» **Task**
Repeat the listing in full, exactly as it stands.
◆ ◆ ◆ ◆ ◆ ◆ ◆
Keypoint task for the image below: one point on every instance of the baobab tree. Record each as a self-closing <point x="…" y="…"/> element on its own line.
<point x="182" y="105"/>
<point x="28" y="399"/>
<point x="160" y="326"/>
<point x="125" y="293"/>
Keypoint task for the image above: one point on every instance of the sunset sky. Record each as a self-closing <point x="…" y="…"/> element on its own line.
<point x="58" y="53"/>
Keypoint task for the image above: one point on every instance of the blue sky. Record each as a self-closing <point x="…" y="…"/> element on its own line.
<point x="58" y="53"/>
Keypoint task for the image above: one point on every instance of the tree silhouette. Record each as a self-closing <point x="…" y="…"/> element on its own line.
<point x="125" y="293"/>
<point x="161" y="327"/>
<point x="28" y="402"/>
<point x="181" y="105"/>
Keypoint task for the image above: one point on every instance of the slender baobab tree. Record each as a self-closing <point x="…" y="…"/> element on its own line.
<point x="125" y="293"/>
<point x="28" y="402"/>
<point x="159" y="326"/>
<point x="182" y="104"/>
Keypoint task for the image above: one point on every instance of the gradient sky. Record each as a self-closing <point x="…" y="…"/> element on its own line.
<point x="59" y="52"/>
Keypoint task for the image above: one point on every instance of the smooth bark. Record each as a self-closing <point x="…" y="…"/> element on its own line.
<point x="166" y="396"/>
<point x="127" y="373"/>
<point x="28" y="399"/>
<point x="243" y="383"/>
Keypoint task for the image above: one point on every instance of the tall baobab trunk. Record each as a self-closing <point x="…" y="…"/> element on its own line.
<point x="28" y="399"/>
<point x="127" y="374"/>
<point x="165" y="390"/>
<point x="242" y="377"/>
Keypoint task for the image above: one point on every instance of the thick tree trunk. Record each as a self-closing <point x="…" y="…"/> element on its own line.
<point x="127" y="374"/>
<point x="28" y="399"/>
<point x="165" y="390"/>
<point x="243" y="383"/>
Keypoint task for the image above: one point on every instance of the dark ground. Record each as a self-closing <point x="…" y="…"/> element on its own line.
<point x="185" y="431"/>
◆ ◆ ◆ ◆ ◆ ◆ ◆
» **Result of the exercise**
Keypoint task for the image below: one point on every instance of the baobab tree. Record each as a self-closing <point x="…" y="…"/> element on its own line.
<point x="182" y="105"/>
<point x="28" y="399"/>
<point x="160" y="326"/>
<point x="125" y="293"/>
Keypoint task for the image above: one point on every instance of the sunset sky. Record each as a self-closing <point x="…" y="…"/> element on its own line.
<point x="58" y="53"/>
Keypoint task for the image above: one point on every instance of the blue sky. Record each as a self-closing <point x="…" y="…"/> element on its own line.
<point x="58" y="53"/>
Keypoint task for the image above: one point on every instance of the tree silhouette. Record each as a self-closing <point x="…" y="…"/> element on its own line.
<point x="125" y="293"/>
<point x="161" y="327"/>
<point x="28" y="402"/>
<point x="181" y="105"/>
Keypoint task for the image above: one point on every instance of the slender baobab tree. Record each as a self-closing <point x="…" y="…"/> element on its own line.
<point x="125" y="293"/>
<point x="28" y="402"/>
<point x="159" y="326"/>
<point x="182" y="104"/>
Keypoint task for the image above: one point on every instance of the gradient sky. Record each as a self-closing <point x="…" y="…"/> element on its own line.
<point x="59" y="52"/>
Keypoint task for the image above: one point on every instance of the smooth bark. Record each as a self-closing <point x="…" y="…"/> element on its own line.
<point x="166" y="396"/>
<point x="127" y="373"/>
<point x="28" y="399"/>
<point x="243" y="383"/>
Keypoint task for the image above: one point on every instance of the tall baobab trunk. Record each as a self-closing <point x="…" y="…"/> element on its own line.
<point x="28" y="399"/>
<point x="127" y="374"/>
<point x="165" y="390"/>
<point x="242" y="377"/>
Keypoint task for the image above: one point on every instance of the thick tree trunk. Record each as a self-closing <point x="…" y="…"/> element on its own line.
<point x="127" y="374"/>
<point x="28" y="399"/>
<point x="165" y="390"/>
<point x="243" y="383"/>
Keypoint task for the image above: one point on every instance of the dark ground. Record each as a self-closing <point x="…" y="…"/> element on its own line.
<point x="185" y="431"/>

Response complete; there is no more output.